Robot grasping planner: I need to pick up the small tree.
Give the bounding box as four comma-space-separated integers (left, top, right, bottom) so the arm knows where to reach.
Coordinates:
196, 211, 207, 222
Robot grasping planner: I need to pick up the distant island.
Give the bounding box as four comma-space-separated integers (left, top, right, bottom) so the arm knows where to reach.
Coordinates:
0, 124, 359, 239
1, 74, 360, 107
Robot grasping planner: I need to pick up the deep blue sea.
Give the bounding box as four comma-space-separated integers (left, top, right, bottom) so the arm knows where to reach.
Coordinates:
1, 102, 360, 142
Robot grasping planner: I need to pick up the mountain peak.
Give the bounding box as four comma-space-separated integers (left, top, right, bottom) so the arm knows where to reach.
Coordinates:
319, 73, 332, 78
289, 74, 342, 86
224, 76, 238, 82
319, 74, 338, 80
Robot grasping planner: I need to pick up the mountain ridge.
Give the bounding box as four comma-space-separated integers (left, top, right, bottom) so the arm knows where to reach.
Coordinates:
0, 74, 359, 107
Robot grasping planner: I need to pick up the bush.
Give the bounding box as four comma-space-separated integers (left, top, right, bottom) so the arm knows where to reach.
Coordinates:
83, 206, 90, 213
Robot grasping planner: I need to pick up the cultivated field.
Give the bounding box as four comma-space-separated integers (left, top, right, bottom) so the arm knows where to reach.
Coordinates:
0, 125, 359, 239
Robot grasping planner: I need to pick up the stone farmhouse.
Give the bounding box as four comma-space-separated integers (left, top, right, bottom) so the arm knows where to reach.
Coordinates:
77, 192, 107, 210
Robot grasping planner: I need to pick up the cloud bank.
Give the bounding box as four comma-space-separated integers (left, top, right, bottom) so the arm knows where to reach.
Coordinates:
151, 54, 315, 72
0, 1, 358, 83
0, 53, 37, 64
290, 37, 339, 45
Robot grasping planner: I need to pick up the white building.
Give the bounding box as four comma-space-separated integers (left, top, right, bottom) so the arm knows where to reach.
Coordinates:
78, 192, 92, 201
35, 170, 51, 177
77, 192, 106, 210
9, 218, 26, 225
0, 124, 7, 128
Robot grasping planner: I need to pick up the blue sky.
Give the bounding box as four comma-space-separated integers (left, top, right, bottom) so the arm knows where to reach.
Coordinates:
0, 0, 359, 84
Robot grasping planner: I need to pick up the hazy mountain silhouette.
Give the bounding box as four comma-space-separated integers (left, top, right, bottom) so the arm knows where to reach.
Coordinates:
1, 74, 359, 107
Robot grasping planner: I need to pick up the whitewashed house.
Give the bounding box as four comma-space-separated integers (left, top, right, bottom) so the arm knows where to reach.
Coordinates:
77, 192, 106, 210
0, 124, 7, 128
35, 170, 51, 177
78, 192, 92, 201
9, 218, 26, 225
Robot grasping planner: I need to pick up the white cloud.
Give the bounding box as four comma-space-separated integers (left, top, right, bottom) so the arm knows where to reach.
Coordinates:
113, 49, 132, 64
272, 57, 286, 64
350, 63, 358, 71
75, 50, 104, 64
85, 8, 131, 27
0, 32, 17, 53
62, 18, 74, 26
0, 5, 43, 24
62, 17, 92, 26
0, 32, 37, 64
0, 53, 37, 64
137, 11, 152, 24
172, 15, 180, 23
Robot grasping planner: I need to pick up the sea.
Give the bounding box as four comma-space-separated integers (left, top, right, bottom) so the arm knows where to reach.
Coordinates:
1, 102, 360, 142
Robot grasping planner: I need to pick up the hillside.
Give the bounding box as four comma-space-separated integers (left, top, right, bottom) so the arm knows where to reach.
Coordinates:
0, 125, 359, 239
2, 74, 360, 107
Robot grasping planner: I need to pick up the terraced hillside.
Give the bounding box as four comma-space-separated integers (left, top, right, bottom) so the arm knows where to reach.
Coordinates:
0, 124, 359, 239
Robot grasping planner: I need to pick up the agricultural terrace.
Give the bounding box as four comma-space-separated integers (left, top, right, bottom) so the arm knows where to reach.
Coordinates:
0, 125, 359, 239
☆ ☆ ☆ ☆
What is being asked: Here the job is to restate all of the data word for word.

Answer to this problem:
Robot grasping planner: I need to pick up the small tree.
Give the bounding box as four comma-space-separated integers (left, top, right, bottom) so the arm knows where to reach.
Coordinates:
196, 211, 207, 222
Robot grasping planner: I need to pick up the distant island.
Give the bounding box as four comma-space-separated integers (left, top, right, bottom) so the arm knows where to reach.
Coordinates:
0, 124, 359, 239
1, 74, 360, 107
Robot grasping planner: I need to pick up the deep blue sea.
Give the bounding box as four comma-space-separated integers (left, top, right, bottom) so the arm knows where to reach.
Coordinates:
1, 102, 360, 142
Robot grasping planner: I need to pick up the mountain peak.
Give the bounding box as four comma-space-separated integers (left, top, right, bottom) so the arm knows where to reach.
Coordinates:
319, 73, 332, 78
289, 74, 342, 86
224, 76, 238, 82
319, 74, 338, 80
Robot grasping planner: I need to pick up the mountain ridge.
Give the bounding box as four comma-space-separated integers (left, top, right, bottom) so the arm knows where to reach.
Coordinates:
0, 74, 359, 107
Robot grasping planner: I need to pick up the bush.
Give the bounding box as four comma-space-separated integers (left, top, right, bottom) so the arm knows where to reach.
Coordinates:
83, 206, 90, 213
Robot grasping planner: I need to pick up the cultivated field.
Give the bounding box as four comma-space-separated integers (left, top, right, bottom) so the arm knows where to reach.
Coordinates:
0, 125, 359, 239
Robot grasping planner: I need to pick up the stone farmhouse.
Give the bounding box as four comma-space-separated integers (left, top, right, bottom) so the arm knows where to reach.
Coordinates:
77, 192, 107, 210
Robot grasping planner: I need to pick up the cloud bank.
Give the bounding box as four comma-space-separated integers (left, top, right, bottom) so the arm knows where to reach.
Coordinates:
151, 54, 315, 72
0, 1, 358, 83
0, 53, 37, 64
290, 37, 339, 45
Robot grasping planner: I need to pick up the white building.
Give the bounding box as four comma-space-separated integers (left, top, right, bottom) so the arm knows where to reach.
Coordinates:
78, 192, 92, 201
35, 170, 51, 177
77, 192, 106, 210
9, 218, 26, 225
0, 124, 7, 128
Robot grasping planner: I need to pick up the blue sky.
Give the bounding box as four comma-space-separated integers (left, top, right, bottom) so the arm knows where to reach.
Coordinates:
0, 0, 359, 84
Robot grasping planner: I need to pick up the hazy mountain silhouette.
Give the bounding box as four comma-space-separated integers (left, top, right, bottom) so the arm knows where to reach.
Coordinates:
1, 74, 359, 107
Robot grasping planner: I need to pick up the whitewashed house.
Give the bounding box as four comma-space-separated integers (left, top, right, bottom) so the arm knows where to reach.
Coordinates:
77, 192, 106, 210
0, 124, 7, 128
35, 170, 51, 177
78, 192, 92, 201
9, 218, 26, 225
Robot grasping planner: I need to pick up the white cloud.
Give the bounding box as four comma-space-separated integers (left, top, right, bottom) so the arm knows where to reach.
Coordinates:
113, 49, 132, 64
272, 57, 286, 64
350, 63, 358, 71
75, 50, 104, 64
85, 8, 131, 27
0, 32, 17, 53
62, 18, 74, 26
0, 5, 43, 24
62, 17, 92, 26
0, 32, 37, 64
0, 53, 37, 64
137, 11, 152, 24
172, 15, 180, 23
Robot grasping planner: I need to pick up the sea.
Give the bounding box as four comma-space-separated integers (left, top, right, bottom) so the arm knows where to reach.
Coordinates:
1, 102, 360, 142
Robot grasping planner: I need to pick up the hillside.
Give the bounding box as four comma-space-separated integers (left, top, right, bottom) so the arm knows where to reach.
Coordinates:
0, 125, 359, 239
2, 74, 360, 107
Robot grasping planner: I need to pick up the terraced hillside.
Give the bounding box as four comma-space-separated integers (left, top, right, bottom) so the arm knows where to reach.
Coordinates:
0, 124, 359, 239
Robot grasping planner: I need to pick up the agricultural terrace.
Give the bounding box as four comma-space-separated integers (left, top, right, bottom) so the arm knows where to reach.
Coordinates:
0, 125, 359, 239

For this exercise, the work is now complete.